## Exercise
Pull out each line of the data that includes the word "coconut".

## Data provided
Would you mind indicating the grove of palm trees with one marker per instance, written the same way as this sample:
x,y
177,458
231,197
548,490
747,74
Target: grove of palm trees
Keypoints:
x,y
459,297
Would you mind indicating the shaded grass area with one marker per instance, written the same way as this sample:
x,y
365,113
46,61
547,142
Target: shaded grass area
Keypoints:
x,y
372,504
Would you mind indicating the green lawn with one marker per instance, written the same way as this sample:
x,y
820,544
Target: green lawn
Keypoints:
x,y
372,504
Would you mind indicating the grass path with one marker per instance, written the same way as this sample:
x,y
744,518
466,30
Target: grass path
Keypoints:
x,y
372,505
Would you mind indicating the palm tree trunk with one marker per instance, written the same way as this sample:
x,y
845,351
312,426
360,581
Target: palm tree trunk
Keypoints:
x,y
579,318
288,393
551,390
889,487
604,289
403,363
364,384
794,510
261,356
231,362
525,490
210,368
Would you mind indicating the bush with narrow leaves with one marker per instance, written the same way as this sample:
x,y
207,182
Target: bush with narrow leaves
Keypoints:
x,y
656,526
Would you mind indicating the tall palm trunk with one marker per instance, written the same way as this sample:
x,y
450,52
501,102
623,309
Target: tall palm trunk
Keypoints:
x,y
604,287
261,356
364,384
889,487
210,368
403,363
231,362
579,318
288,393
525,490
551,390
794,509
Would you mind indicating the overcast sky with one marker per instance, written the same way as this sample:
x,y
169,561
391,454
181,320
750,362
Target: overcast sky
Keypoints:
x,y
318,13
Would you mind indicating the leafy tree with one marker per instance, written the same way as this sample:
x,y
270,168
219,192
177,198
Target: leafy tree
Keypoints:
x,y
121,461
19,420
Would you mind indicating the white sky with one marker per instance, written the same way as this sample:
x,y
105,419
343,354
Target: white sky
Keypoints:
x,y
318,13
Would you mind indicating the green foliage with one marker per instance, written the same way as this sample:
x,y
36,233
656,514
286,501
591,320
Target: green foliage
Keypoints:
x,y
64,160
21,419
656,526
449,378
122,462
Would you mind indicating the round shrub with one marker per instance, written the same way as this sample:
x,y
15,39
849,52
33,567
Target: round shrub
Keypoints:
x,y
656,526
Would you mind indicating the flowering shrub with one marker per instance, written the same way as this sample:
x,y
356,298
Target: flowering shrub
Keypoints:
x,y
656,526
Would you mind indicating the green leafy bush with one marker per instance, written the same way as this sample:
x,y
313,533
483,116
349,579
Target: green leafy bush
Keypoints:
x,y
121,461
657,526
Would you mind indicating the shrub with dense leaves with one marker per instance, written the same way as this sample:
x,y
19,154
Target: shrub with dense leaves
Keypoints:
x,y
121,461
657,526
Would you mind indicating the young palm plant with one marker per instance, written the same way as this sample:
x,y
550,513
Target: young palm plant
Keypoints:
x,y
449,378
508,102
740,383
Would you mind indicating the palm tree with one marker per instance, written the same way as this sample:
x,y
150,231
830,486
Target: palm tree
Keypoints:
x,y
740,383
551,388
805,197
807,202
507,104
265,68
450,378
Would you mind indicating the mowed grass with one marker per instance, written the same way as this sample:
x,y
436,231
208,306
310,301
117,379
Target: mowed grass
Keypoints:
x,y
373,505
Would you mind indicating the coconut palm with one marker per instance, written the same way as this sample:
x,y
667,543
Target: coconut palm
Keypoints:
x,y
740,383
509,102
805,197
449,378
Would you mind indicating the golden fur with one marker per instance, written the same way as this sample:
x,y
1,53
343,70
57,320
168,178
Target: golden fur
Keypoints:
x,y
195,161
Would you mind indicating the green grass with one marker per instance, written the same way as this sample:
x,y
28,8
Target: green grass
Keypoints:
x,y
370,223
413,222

## The completed task
Would you mind indicating the coconut palm with one marker per instance, written the same way as this sample:
Target: coconut palm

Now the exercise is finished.